◆ INSTRUCTIONS FOR THE TASK ◆
Continue the passage about the Museum of Modern Art's rejection letter to Andy Warhol, starting after its last sentence. It comes before the collected data below.

Letter from MoMA to Andy Warhol

Letter from MoMA to Andy Warhol

A: I take the long view and try to remember that rejection is an occupational hazard that has plagued every artist throughout history.  Even one of the most famous – Andy Warhol – had to endure innumerable rejections before his work was finally appreciated.  So why should it be any different for my peers and me?  Tacked to my refrigerator is a copy of a now classic letter, dated October 18, 1956.  It reads:

Dear Mr. Warhol,
Last week our Committee on the Museum Collections held its first meeting of the fall session and had a chance to study your drawing entitled “Shoe,” which you so generously offered as a gift to the Museum.
I regret that I must report to you that the Committee decided, after careful consideration, that they ought not to accept it for our Collections.

◆ Collected data ◆
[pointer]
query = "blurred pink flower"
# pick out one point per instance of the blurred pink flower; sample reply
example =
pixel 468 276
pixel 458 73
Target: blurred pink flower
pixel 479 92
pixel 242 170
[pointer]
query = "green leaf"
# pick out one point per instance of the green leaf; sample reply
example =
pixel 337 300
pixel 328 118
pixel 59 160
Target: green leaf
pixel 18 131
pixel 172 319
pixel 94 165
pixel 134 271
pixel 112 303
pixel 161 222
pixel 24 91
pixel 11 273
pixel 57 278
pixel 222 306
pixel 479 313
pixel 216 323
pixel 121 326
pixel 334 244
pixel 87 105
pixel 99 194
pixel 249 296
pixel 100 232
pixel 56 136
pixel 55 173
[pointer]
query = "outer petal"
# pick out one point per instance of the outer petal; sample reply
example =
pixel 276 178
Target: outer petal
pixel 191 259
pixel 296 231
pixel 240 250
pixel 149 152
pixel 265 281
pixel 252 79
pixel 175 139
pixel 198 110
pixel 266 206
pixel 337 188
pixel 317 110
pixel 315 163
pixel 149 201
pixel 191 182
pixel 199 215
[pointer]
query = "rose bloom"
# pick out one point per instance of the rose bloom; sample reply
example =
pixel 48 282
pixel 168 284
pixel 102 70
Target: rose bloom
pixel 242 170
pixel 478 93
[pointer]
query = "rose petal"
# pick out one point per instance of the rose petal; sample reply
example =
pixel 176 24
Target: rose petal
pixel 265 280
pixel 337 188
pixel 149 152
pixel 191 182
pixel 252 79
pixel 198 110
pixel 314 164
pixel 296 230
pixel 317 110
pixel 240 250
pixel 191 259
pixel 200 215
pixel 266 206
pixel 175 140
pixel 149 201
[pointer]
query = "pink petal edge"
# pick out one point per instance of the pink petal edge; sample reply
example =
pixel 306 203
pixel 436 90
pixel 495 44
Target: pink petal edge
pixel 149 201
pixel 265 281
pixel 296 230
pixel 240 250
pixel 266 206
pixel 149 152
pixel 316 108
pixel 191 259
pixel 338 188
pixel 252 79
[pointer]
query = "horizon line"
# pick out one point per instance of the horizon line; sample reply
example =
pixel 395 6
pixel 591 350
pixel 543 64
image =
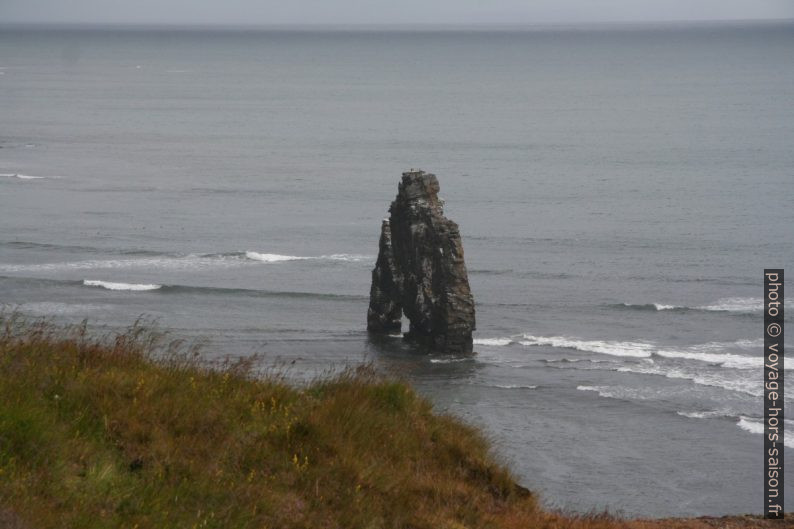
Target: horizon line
pixel 386 26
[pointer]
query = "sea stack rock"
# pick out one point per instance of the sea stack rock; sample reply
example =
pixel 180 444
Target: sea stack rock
pixel 420 271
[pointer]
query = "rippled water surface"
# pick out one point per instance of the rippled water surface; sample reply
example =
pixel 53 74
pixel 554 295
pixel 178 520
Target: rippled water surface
pixel 619 192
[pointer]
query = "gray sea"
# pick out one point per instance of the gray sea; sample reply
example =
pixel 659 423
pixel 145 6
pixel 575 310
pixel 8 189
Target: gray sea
pixel 619 191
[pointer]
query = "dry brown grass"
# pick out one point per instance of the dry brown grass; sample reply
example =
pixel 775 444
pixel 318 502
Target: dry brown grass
pixel 126 431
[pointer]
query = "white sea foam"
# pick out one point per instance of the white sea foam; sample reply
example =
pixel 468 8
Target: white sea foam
pixel 450 360
pixel 736 305
pixel 276 258
pixel 756 426
pixel 120 286
pixel 189 262
pixel 717 380
pixel 721 305
pixel 711 353
pixel 730 360
pixel 614 348
pixel 186 262
pixel 272 257
pixel 620 392
pixel 25 177
pixel 702 414
pixel 495 342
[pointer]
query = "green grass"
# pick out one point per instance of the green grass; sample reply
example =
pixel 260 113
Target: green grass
pixel 126 431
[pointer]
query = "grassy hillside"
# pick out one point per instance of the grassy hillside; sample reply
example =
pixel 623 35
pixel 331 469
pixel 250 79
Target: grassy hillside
pixel 121 431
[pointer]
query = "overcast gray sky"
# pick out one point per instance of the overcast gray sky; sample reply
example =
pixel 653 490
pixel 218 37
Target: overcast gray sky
pixel 266 12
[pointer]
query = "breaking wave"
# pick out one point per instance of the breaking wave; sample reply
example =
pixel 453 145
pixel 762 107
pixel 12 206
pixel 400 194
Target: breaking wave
pixel 756 426
pixel 26 177
pixel 614 348
pixel 494 342
pixel 277 258
pixel 737 305
pixel 177 262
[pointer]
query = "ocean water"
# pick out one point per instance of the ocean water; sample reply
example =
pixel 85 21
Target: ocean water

◆ EXERCISE RESULT ◆
Let me explain that because of our severely limited gallery and storage space we must turn down many gifts offered, since we feel it is not fair to accept as a gift a work which may be shown only infrequently.
Nevertheless, the Committee has asked me to pass on to you their thanks for your generous expression in our Collection.

Sincerely,
Alfred H. Barr, Jr.
Director of the Museum Collections

P.S. The drawing may be picked up from the Museum at your convenience.

I especially chuckle at the P.S. as, surely, here we have one of the biggest blunders by a museum professional in history!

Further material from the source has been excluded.